-- START OF Provided information --

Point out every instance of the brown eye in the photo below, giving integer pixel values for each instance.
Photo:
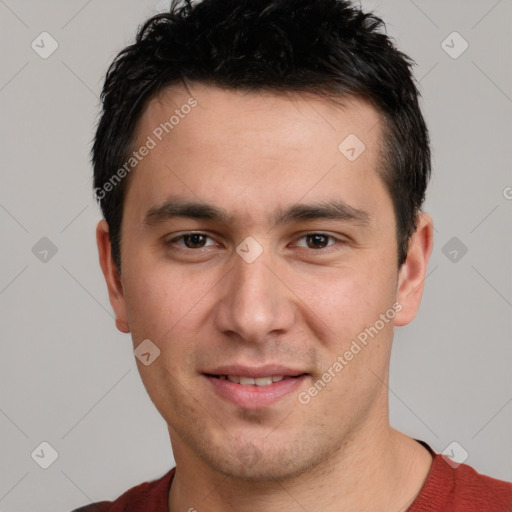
(194, 240)
(317, 241)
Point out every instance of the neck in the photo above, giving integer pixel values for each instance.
(380, 470)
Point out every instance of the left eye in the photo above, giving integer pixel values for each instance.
(317, 240)
(193, 240)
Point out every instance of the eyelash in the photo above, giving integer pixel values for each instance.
(174, 241)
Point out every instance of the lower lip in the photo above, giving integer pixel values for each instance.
(255, 397)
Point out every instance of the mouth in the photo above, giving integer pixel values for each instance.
(254, 381)
(254, 388)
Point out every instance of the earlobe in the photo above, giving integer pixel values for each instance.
(112, 277)
(413, 272)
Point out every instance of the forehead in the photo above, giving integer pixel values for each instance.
(234, 147)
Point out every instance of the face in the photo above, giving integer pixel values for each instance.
(260, 259)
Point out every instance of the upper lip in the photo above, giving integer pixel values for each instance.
(255, 371)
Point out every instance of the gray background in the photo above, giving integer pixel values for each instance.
(69, 378)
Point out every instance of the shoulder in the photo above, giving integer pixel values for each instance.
(451, 487)
(146, 496)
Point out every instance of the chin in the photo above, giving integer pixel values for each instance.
(257, 461)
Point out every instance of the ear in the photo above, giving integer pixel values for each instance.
(112, 277)
(411, 276)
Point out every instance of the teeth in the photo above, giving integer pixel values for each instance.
(249, 381)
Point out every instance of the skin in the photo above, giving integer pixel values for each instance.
(300, 304)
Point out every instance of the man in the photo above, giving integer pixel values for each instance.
(261, 166)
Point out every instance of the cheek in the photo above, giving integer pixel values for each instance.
(162, 301)
(347, 301)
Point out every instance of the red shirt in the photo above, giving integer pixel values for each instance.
(446, 490)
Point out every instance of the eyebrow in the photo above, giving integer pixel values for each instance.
(329, 209)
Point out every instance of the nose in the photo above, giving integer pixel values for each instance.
(256, 303)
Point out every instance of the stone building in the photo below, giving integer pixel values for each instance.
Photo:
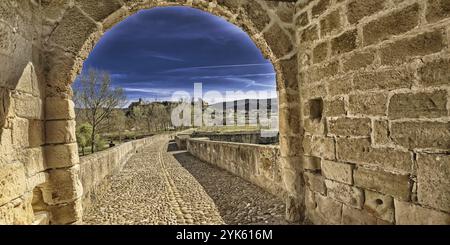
(363, 96)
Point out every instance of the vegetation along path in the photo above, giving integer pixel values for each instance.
(159, 185)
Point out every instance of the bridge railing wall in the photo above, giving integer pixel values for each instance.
(259, 164)
(96, 167)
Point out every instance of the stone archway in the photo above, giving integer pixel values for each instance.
(77, 30)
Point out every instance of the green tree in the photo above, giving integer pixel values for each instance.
(98, 98)
(83, 134)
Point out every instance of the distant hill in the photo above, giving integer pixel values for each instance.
(247, 102)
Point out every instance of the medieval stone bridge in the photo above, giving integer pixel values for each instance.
(162, 185)
(364, 104)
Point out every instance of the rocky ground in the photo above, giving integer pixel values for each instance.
(161, 186)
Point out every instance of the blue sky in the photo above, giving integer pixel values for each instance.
(159, 51)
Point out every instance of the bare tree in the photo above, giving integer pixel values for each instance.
(98, 98)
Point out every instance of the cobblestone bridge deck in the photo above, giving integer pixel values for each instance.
(160, 185)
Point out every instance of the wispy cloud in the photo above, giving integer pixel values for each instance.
(153, 91)
(214, 67)
(235, 76)
(251, 82)
(153, 54)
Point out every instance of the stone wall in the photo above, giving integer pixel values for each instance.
(257, 164)
(96, 167)
(42, 48)
(374, 87)
(363, 103)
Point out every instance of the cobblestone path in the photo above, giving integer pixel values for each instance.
(160, 186)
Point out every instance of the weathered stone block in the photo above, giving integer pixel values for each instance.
(12, 184)
(344, 43)
(349, 126)
(302, 19)
(20, 133)
(286, 11)
(60, 132)
(329, 209)
(64, 186)
(60, 156)
(340, 85)
(435, 73)
(373, 104)
(311, 163)
(360, 9)
(279, 41)
(36, 136)
(337, 171)
(320, 7)
(352, 216)
(33, 160)
(407, 213)
(66, 213)
(349, 195)
(28, 82)
(395, 23)
(314, 126)
(320, 52)
(398, 186)
(437, 10)
(256, 13)
(358, 60)
(316, 74)
(335, 108)
(18, 212)
(381, 132)
(99, 10)
(379, 205)
(433, 173)
(330, 23)
(360, 151)
(319, 147)
(417, 105)
(308, 35)
(315, 182)
(27, 106)
(290, 146)
(406, 48)
(388, 79)
(78, 25)
(414, 135)
(59, 109)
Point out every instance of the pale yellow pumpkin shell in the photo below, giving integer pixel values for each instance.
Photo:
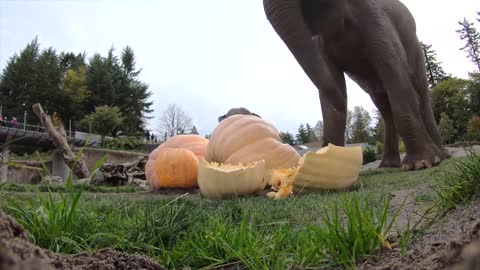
(276, 154)
(236, 132)
(224, 180)
(332, 167)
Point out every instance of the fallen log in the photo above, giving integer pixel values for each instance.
(59, 139)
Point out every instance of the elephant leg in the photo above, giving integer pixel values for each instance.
(334, 109)
(420, 81)
(391, 153)
(393, 69)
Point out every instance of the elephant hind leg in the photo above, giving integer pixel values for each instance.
(417, 64)
(394, 71)
(391, 153)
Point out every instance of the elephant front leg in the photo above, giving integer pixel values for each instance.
(333, 99)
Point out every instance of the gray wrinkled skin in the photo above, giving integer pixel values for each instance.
(374, 42)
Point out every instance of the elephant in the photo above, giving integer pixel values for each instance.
(233, 111)
(374, 42)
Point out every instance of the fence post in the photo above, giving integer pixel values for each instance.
(24, 120)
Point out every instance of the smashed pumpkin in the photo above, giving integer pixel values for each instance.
(242, 139)
(196, 144)
(174, 168)
(330, 168)
(224, 180)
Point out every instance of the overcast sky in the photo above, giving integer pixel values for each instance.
(209, 56)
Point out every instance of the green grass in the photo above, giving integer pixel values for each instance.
(254, 232)
(328, 229)
(461, 184)
(85, 187)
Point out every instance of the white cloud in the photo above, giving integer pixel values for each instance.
(209, 56)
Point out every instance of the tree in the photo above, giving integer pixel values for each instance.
(105, 120)
(133, 94)
(435, 72)
(319, 130)
(287, 138)
(348, 127)
(473, 90)
(360, 125)
(174, 120)
(76, 91)
(472, 38)
(302, 135)
(310, 133)
(447, 130)
(194, 130)
(451, 97)
(379, 130)
(473, 133)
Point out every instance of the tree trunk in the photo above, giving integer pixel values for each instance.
(58, 136)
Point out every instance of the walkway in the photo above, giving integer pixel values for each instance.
(36, 135)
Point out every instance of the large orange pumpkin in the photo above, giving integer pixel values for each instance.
(174, 168)
(242, 139)
(195, 143)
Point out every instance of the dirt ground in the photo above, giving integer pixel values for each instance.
(18, 253)
(453, 243)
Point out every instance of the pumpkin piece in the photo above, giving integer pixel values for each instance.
(173, 168)
(195, 143)
(241, 139)
(281, 181)
(224, 180)
(331, 167)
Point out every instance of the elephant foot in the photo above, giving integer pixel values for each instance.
(417, 160)
(392, 161)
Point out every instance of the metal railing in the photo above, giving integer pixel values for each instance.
(30, 128)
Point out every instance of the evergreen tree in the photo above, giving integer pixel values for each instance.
(287, 138)
(360, 125)
(451, 97)
(435, 72)
(473, 133)
(471, 36)
(319, 130)
(447, 130)
(194, 130)
(474, 93)
(105, 120)
(302, 135)
(379, 130)
(348, 127)
(310, 133)
(76, 92)
(18, 82)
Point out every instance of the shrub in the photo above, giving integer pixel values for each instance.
(127, 143)
(379, 146)
(369, 155)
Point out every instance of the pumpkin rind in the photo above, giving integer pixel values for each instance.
(241, 139)
(332, 167)
(219, 181)
(173, 168)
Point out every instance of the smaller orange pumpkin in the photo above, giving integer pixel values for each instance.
(174, 168)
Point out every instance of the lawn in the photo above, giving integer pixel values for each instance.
(329, 229)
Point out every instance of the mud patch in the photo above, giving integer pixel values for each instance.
(18, 253)
(446, 246)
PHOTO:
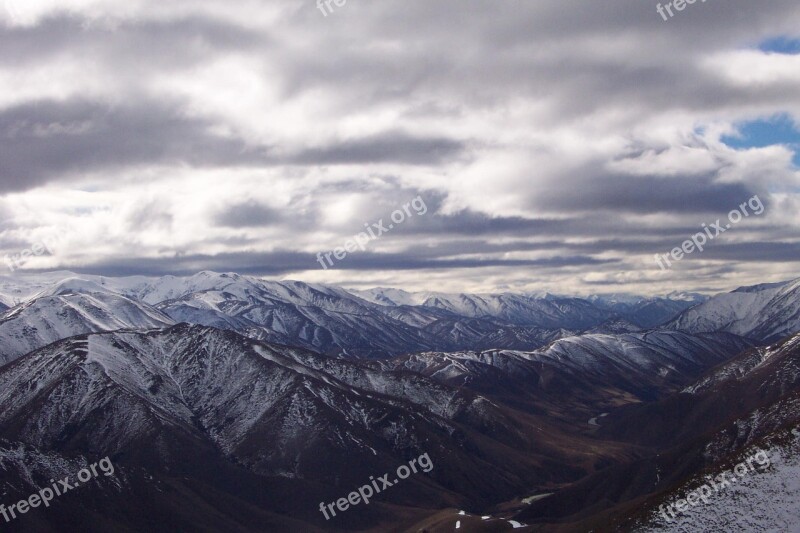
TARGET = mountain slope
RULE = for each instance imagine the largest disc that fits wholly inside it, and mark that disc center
(69, 308)
(764, 312)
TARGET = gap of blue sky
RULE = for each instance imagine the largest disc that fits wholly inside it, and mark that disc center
(781, 45)
(760, 133)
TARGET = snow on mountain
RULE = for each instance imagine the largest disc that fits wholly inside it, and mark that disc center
(580, 375)
(71, 307)
(162, 397)
(766, 312)
(765, 499)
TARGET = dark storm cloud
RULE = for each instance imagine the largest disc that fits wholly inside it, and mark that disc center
(389, 147)
(283, 262)
(47, 140)
(637, 194)
(400, 99)
(249, 214)
(128, 44)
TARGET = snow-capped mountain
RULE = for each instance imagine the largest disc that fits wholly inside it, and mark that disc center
(206, 402)
(765, 312)
(599, 371)
(372, 324)
(750, 402)
(71, 307)
(237, 395)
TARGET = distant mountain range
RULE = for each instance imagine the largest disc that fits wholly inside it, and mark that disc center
(231, 403)
(331, 320)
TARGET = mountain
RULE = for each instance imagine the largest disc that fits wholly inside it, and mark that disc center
(647, 312)
(578, 378)
(748, 403)
(69, 308)
(765, 312)
(365, 324)
(227, 402)
(188, 408)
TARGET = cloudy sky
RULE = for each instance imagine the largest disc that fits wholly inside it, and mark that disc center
(556, 145)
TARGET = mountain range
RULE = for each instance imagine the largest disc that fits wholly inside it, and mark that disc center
(227, 402)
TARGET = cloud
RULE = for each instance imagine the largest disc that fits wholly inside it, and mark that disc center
(557, 147)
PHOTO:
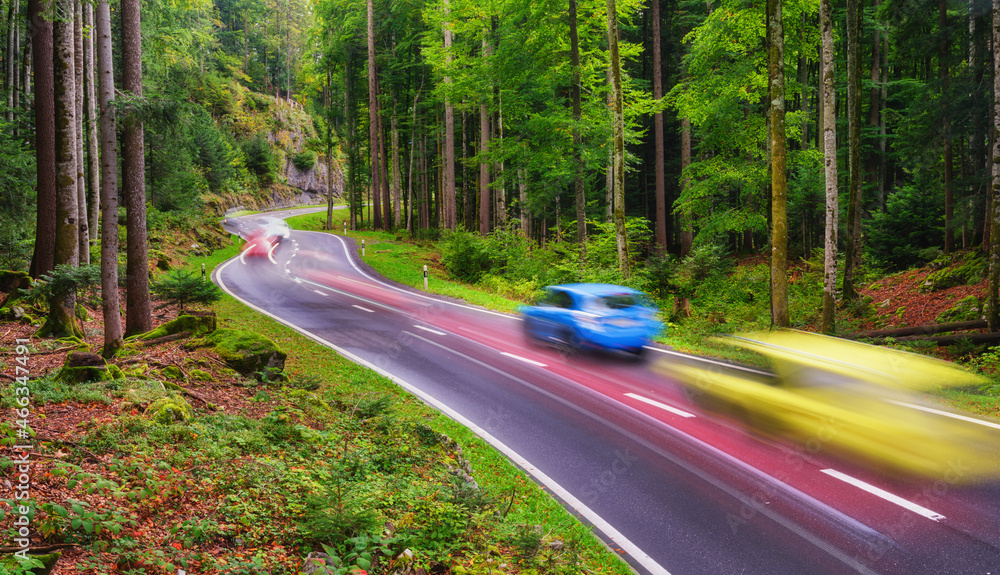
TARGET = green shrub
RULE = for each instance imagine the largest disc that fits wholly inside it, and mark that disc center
(465, 255)
(183, 287)
(259, 158)
(304, 160)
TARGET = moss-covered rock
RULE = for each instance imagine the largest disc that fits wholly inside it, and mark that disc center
(196, 324)
(11, 282)
(966, 309)
(172, 372)
(80, 367)
(247, 352)
(965, 271)
(170, 409)
(48, 561)
(200, 375)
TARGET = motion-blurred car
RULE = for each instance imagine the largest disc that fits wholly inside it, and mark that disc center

-- END OF Provided information --

** Prompt **
Put each line of the material from the line with "TARGET = moss-covered rock" to the last line of the material, both included, into a JSON list of strings, one string per line. Leave out blank lines.

** Task answer **
[
  "TARGET = moss-covered rock",
  "RULE = for each instance imagine the largest disc that fits wholly inside it, and mark that disc center",
  "(196, 324)",
  "(11, 282)",
  "(966, 309)",
  "(172, 372)",
  "(80, 367)",
  "(247, 352)",
  "(965, 271)",
  "(170, 409)",
  "(48, 561)",
  "(200, 375)",
  "TARGET = motion-blurred car",
  "RULE = for each instance imagine the largest disc that fits wholly inside it, and mark that disc center"
]